Text shown
______
Self-managed super funds (SMSF) are the largest and fastest growing super sector in Australia and for many good reasons. But before you or your client start a SMSF, it’s important to weigh up the advantages and disadvantages and consider seeking expert advice first.
SMSFs offer a number of features and benefits generally not available with other super options.
More investment control
You can establish your own investment strategy and directly control where and how your super is invested.
More investment choice
You can select from a wider range of investments including all listed shares, some unlisted shares, residential and business property, and collectables such as artwork, stamps and coins.
One fund for the family
You can set up a fund for yourself and up to three other people and consolidate your super balances. This could enable you to invest in assets of higher value than if you set up a fund with fewer members, achieve greater estate planning flexibility, and reduce fund costs.
Borrow to make larger investments
Your SMSF could make a larger investment in assets such as shares and property by using cash in your fund and borrow the rest.
With SMSFs you can take greater control over the timing of tax events such as starting a pension without triggering capital gains tax when your superannuation assets move into pension phase. You may also have the option of transferring certain assets that you own into your SMSF.
Greater estate planning certainty and flexibility
You can nominate who you would like to receive your super when you pass away without having to meet some of the constraints that apply to other super funds.
While an SMSF can offer greater opportunities to take control of your retirement savings, there are some potential disadvantages to consider.
Higher costs for lower balances
SMSFs generally only become cost-effective if the fund has $200,000 or more invested. This is particularly true where you outsource and pay for most or all of the fund administration.
When you set up an SMSF, you and any other fund members will generally need to be trustees (or directors of the corporate trustee) and will be responsible for meeting a range of legal and other obligations.
______
Raw data
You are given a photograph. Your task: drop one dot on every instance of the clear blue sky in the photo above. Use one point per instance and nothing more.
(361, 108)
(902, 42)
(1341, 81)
______
Exercise tasks
A. According to the self-managed super fund text, why might someone set up one fund for themselves and up to three other people? Answer in one to three sentences.
B. In the self-managed super fund text, what amount must a fund generally have invested before it becomes cost-effective?

Exercise responses
A. Members can consolidate their super balances in one fund. This could let the fund invest in assets of higher value than a fund with fewer members could, give greater estate planning flexibility, and reduce fund costs.

B. $200,000 or more.